#### INPUT DATA
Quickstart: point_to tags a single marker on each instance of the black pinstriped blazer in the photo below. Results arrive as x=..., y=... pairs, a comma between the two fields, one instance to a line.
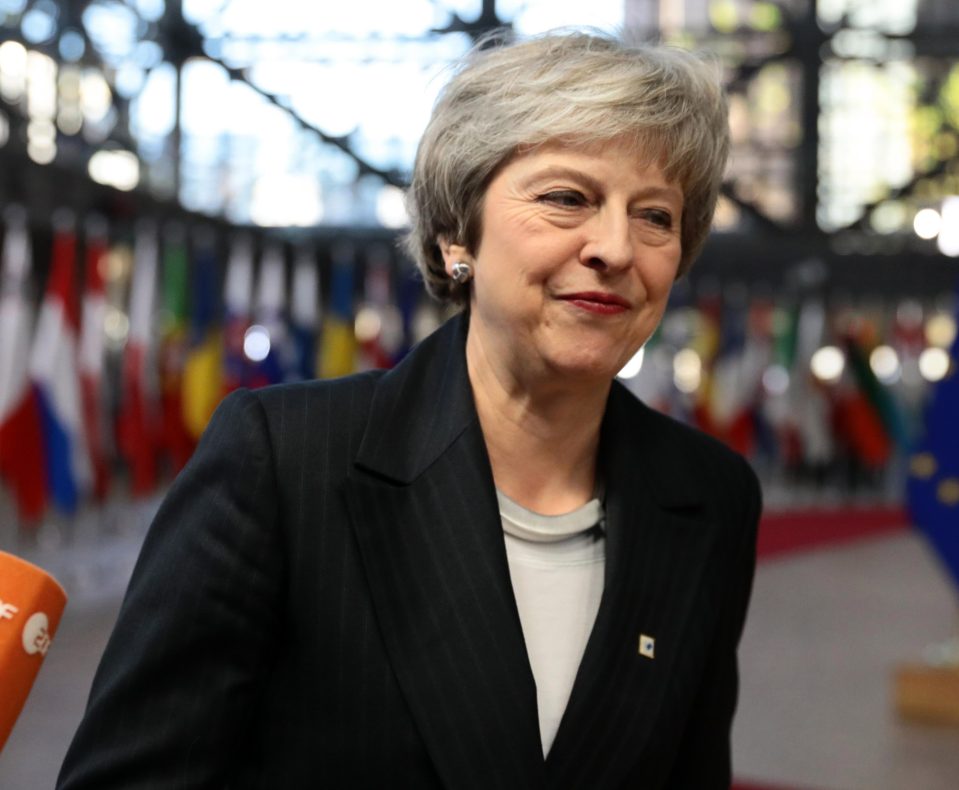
x=324, y=601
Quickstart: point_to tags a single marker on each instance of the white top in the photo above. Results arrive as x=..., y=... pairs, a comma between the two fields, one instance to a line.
x=556, y=566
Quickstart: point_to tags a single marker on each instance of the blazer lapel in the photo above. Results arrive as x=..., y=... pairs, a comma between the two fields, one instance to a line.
x=423, y=508
x=657, y=552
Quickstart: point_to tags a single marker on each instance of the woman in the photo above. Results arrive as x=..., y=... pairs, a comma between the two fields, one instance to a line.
x=490, y=566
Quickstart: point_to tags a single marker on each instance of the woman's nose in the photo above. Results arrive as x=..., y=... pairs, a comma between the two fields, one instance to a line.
x=609, y=245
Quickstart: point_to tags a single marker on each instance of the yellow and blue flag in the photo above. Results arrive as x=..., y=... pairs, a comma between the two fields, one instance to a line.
x=933, y=486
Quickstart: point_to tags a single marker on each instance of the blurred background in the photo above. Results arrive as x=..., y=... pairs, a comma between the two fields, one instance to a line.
x=198, y=195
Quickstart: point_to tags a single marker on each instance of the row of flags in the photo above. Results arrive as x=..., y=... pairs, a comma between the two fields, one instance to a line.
x=753, y=383
x=119, y=368
x=123, y=371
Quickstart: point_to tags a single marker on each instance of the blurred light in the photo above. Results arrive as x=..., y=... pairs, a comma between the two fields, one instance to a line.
x=118, y=263
x=927, y=223
x=72, y=46
x=776, y=380
x=631, y=369
x=884, y=362
x=38, y=24
x=286, y=199
x=42, y=133
x=391, y=207
x=687, y=370
x=888, y=217
x=150, y=10
x=95, y=96
x=828, y=363
x=933, y=364
x=367, y=325
x=256, y=343
x=41, y=141
x=13, y=70
x=118, y=169
x=949, y=235
x=941, y=330
x=116, y=327
x=41, y=85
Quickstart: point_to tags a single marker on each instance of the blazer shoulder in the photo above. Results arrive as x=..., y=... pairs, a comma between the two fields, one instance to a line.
x=684, y=456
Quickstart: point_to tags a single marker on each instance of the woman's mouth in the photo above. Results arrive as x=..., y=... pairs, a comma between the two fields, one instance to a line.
x=598, y=302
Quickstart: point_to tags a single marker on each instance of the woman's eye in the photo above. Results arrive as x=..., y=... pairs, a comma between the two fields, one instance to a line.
x=565, y=198
x=662, y=219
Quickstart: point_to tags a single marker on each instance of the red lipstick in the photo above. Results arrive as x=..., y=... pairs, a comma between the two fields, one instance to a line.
x=598, y=302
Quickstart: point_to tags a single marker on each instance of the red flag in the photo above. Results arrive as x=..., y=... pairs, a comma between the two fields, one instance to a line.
x=21, y=439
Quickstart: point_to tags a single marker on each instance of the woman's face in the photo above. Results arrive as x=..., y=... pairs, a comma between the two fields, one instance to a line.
x=579, y=250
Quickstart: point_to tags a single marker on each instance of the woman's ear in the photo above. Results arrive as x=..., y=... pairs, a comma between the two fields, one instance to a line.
x=452, y=253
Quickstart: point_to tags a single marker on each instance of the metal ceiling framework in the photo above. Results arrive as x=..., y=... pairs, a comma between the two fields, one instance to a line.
x=761, y=248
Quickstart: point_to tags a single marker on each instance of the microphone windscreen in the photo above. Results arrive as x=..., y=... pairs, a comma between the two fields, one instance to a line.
x=31, y=603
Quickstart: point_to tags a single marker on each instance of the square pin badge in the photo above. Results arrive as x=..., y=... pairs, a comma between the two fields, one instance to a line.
x=647, y=646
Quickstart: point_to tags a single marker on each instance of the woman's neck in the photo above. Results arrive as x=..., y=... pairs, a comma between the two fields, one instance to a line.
x=542, y=435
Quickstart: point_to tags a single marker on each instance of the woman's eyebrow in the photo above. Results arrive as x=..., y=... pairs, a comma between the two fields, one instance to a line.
x=663, y=191
x=562, y=171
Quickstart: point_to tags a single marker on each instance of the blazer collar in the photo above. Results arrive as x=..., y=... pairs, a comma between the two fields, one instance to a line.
x=419, y=407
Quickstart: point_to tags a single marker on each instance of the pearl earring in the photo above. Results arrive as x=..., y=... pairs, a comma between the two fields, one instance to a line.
x=462, y=272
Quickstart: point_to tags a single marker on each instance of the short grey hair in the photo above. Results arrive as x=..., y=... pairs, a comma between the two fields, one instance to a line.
x=571, y=87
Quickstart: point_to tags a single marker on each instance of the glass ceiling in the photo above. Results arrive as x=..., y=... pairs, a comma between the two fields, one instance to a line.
x=299, y=113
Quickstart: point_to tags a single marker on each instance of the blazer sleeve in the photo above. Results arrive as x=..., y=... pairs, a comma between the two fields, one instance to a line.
x=178, y=681
x=704, y=758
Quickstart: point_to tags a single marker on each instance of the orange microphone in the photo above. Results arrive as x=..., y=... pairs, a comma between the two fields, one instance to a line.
x=31, y=602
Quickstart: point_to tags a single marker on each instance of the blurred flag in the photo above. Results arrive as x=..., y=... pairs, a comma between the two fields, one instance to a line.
x=810, y=409
x=268, y=343
x=237, y=302
x=92, y=355
x=338, y=343
x=378, y=327
x=736, y=379
x=175, y=440
x=933, y=486
x=304, y=314
x=203, y=369
x=53, y=368
x=138, y=420
x=705, y=341
x=21, y=438
x=409, y=297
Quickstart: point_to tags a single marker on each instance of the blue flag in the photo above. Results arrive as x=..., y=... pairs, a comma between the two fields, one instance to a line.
x=933, y=486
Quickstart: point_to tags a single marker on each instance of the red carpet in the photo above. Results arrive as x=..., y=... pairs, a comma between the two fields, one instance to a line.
x=802, y=530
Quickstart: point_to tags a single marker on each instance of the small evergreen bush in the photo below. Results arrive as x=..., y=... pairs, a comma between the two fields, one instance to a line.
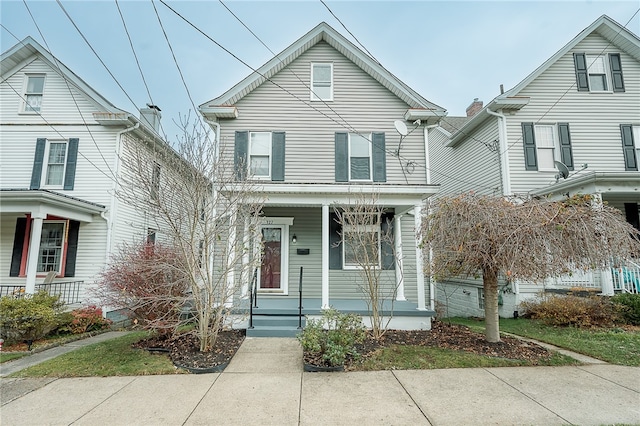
x=629, y=307
x=559, y=310
x=332, y=337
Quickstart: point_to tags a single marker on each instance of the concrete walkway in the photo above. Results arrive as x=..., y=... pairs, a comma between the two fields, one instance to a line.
x=264, y=385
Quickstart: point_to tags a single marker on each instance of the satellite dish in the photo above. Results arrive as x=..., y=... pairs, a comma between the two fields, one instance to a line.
x=401, y=127
x=562, y=169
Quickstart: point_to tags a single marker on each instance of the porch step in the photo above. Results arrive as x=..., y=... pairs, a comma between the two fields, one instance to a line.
x=274, y=326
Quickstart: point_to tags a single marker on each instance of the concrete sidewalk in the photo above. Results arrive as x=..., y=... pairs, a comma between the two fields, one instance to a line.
x=264, y=384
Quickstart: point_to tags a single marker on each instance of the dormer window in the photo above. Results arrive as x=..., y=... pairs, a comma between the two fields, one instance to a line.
x=321, y=82
x=33, y=93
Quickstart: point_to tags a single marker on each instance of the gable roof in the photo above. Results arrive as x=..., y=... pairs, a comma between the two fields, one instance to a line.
x=322, y=32
x=604, y=26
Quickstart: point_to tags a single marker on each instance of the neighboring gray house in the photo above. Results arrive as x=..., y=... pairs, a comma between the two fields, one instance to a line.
x=314, y=128
x=582, y=108
x=61, y=145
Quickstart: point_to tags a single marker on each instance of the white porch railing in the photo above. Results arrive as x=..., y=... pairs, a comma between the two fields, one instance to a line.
x=626, y=278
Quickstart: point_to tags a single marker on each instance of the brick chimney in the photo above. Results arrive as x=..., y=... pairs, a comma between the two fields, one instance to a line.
x=151, y=116
x=473, y=109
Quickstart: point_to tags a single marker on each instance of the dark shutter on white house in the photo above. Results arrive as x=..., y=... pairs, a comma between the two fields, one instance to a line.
x=342, y=157
x=616, y=72
x=72, y=249
x=379, y=153
x=240, y=155
x=582, y=76
x=387, y=230
x=335, y=242
x=277, y=156
x=36, y=172
x=628, y=147
x=566, y=154
x=72, y=159
x=529, y=142
x=18, y=244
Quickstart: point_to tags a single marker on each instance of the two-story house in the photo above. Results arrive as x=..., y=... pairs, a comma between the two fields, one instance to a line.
x=316, y=127
x=61, y=146
x=579, y=110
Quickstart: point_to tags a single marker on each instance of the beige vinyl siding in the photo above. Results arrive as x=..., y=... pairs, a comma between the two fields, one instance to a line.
x=61, y=102
x=360, y=104
x=469, y=166
x=594, y=117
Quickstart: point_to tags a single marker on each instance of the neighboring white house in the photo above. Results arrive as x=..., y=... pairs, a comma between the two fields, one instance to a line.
x=314, y=128
x=581, y=108
x=61, y=145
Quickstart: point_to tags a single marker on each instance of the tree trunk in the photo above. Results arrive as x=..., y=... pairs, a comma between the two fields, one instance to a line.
x=491, y=318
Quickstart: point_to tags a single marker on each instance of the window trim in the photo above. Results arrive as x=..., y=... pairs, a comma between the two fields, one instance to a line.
x=24, y=106
x=45, y=164
x=312, y=92
x=269, y=156
x=367, y=137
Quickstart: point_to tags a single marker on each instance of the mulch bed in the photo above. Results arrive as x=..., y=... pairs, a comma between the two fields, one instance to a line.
x=184, y=349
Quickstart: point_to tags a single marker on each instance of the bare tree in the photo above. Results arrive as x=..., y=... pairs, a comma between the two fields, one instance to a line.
x=210, y=220
x=368, y=245
x=530, y=239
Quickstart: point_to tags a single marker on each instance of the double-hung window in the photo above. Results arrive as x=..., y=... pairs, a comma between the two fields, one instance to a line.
x=260, y=155
x=359, y=157
x=321, y=82
x=33, y=93
x=361, y=240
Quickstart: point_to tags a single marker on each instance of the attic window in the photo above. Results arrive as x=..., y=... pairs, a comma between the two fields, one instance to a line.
x=321, y=82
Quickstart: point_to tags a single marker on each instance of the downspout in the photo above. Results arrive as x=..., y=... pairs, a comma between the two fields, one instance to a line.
x=113, y=206
x=505, y=175
x=432, y=285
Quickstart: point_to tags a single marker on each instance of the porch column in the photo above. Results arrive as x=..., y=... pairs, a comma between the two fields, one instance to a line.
x=34, y=251
x=417, y=216
x=231, y=257
x=325, y=256
x=397, y=237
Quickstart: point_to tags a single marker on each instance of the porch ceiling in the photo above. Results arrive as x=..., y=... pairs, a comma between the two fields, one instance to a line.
x=42, y=202
x=619, y=185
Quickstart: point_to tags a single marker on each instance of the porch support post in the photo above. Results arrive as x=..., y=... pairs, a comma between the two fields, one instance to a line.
x=325, y=256
x=397, y=237
x=34, y=249
x=417, y=216
x=231, y=257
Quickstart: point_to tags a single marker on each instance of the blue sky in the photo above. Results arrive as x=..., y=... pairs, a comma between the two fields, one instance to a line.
x=450, y=52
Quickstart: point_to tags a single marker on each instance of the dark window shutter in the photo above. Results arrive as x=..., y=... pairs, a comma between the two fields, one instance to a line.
x=566, y=155
x=72, y=159
x=632, y=214
x=387, y=229
x=529, y=142
x=277, y=156
x=335, y=242
x=582, y=77
x=379, y=157
x=240, y=157
x=616, y=72
x=18, y=244
x=628, y=147
x=36, y=173
x=342, y=157
x=72, y=249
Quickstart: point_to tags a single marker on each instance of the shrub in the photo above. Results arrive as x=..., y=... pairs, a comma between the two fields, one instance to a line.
x=629, y=307
x=87, y=319
x=558, y=310
x=28, y=318
x=332, y=337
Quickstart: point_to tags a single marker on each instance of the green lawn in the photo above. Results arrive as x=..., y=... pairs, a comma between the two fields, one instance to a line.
x=110, y=358
x=614, y=345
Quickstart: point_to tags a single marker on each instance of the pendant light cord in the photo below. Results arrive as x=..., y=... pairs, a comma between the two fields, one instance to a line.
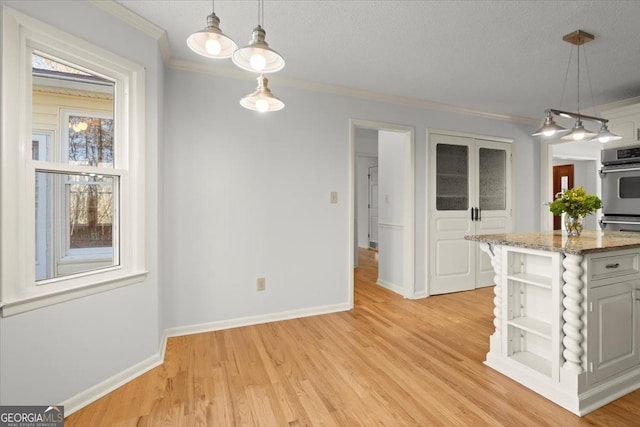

#### STATED TASK
Write out, word for word, the stretch of the records from the line containing "of the window" through the line containing "x=361, y=240", both included. Give only those lines.

#### RESPONSE
Quickstart: point_to tags a single marker on each instance of the window trim in the photo above. Results arrive as x=..., y=... pairs, a comma between the two fields, one instance to a line.
x=24, y=106
x=45, y=164
x=312, y=92
x=269, y=156
x=367, y=137
Quickstart: point_to tags a single marker on each instance of the mulch bed in the photo above. Results arrive as x=..., y=... pairs, a comma between the two fields, one instance to a line.
x=184, y=349
Quickstart: point_to tags a single marker on each instance of the bare tree in the photo above. Results arrive as x=..., y=... pairs, a comma between the two fields, one instance to a line.
x=210, y=220
x=368, y=245
x=530, y=239
Quickstart: point_to tags a single marker on each instance of the double-hung window in the photo above. Results arrive as x=..., y=... pairs, a comma between the two fields, one instance to a line.
x=260, y=155
x=359, y=157
x=321, y=82
x=33, y=93
x=361, y=240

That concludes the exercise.